(THE TASKS)
(1) In the account of the yacht Grana's anchoring, where along the bowsprit did the snubber chafe through?
(2) Continue the account of Grana's anchoring from its last sentence.

(SOURCE PASSAGE)
══════════════════════════════

I had a good chat with the professional crew of a large yacht that weathered Tuesday night not far from Grana. The wind never got above 50 kt but it was very strange with lots of up and down gusting and veering back and forth through about thirty degrees. There was a surprisingly large (about 3') very steep all whitecaps very closely spaced (less than 15' crest to crest) wind driven chop that also reflected back off the breakwater.

That boat had port and starboard bow anchors out on all chain and ran their engine to keep some strain off and stay pointed to the wind as it shifted. They chafed through three snubbers - two one side and one the other - in the course of the night. The wind was high enough and the water (about 20') shoal enough that the chain could not develop a very deep cantery. When a snubber was broken and the yacht lay on straight chain, they experienced very severe jolt impacts and the chain straightened in gusts and waves.

Grana had a 65# CQR and a 45# CQR in series - 45# to crown of 65# - on 150' all chain. The snubber was a husky 1" nylon double braid, thimbled eye for the chain hook. It ran through a block under the end of the bow sprit, over a roller fairlead with high well rounded stainless guides on each side on the port side of the bowsprit about half way back, and then to a stemhead cleat.

The chain led over a roller fairlead on the starboard side of the bowsprit past and under a vertically mounted stemhead cleat and back to the gypsy on the windlass. The purpose of passing the chain under this cleat was to limit its possible motion and keep the chain from hopping out of the gypsy. It's a tight fit getting the chain under there as the links have to be twisted just a bit, but once under the chain leads fairly straight back to the gypsy and can be trimmed or eased at will. The chain had just enough slack that a strain came on the windlass only when the snubber was at full stretch.

The snubber was chafed through about half way along the bowsprit where it passed over the fairlead on the port side. The block at the end of the bowsprit was gone.

It appears that the block broke first. This brought some chafe strain on the snubber as the boat veered back and forth. Some chafe would come from the bobstay as she veered on starboard tack and some on the side of the roller fairlead, both tacks. What's left of the snubber shows it failed at the roller fairlead.

══════════════════════════════

(SUPPLIED RECORDS)
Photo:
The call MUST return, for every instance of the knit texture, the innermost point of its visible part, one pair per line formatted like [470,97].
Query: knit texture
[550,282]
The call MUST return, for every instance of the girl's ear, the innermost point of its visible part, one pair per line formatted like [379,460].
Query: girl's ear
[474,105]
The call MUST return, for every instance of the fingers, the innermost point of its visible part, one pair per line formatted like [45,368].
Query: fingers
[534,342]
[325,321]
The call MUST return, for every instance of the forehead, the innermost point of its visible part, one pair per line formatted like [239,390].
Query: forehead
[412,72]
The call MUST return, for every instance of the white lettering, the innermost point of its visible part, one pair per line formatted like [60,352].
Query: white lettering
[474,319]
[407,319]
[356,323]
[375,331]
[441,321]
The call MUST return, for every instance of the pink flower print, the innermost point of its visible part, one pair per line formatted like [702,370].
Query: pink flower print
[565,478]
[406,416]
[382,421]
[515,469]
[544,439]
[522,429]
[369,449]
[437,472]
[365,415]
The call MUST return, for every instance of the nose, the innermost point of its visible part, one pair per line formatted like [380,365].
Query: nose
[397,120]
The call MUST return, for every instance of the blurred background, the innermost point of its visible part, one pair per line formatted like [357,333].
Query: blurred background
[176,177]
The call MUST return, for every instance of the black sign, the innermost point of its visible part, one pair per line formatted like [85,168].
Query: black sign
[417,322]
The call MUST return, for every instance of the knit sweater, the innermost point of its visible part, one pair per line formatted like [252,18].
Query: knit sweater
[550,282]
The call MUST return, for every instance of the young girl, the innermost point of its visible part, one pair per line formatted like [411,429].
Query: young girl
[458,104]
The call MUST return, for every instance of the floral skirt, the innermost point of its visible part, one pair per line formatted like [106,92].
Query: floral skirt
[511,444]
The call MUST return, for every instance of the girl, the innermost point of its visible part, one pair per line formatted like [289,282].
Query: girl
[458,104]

══════════════════════════════

(TASK-BY-TASK RESULTS)
(1) About halfway along the bowsprit, where it passed over the roller fairlead on the port side.

(2)
At this point the direct strain of the chain would cause impact jolts, often a cause of an anchor breaking out and dragging. It seems the anchors held just fine but, with the shallow cantery, the impacts were sending waves of energy up the chain. If you lay a line along the deck and then rapidly raise and lower one end, you can make the same effect of a wave traveling along the line lifting up a little hump as it travels.

The vertically mounted cleat always in the past kept this wave from traveling to the gypsy.

It appears the fatal failure happened at the cleat. I'd never imagined it possible but it must be that Grana heeled way over on a port tack at a time when the chain went slack and the chain found a way to slip down and starboard under the cleat's lower ear.

Once the chain freed itself from under the cleat, it was unrestrained from hopping right out of the gypsy. It would then pay out to the bitter end, which was secured below with just enough line to get out the hawsehole. That restraining line then chafed through and Grana was free to drift onto the rocks.

Clearly, the restraint of the cleat was the key failure. A better rig would be a positive chain lock or shackle ahead of the gypsy that's strong enough to take the full strain. I had not arranged one because the cleat had worked so well to date in some very severe conditions and had the huge advantage of allowing anchor scope adjustment without complexities.

Should I have a future with an all chain rode, I will have some sort of bolt down postitive chain lock.

Donn
05-28-2005, 11:06 AM
I was hoping you'd report on this. What kind of block held the snubber?

L.W. Baxter
05-28-2005, 01:39 PM
That's a fine exposition on a grim topic.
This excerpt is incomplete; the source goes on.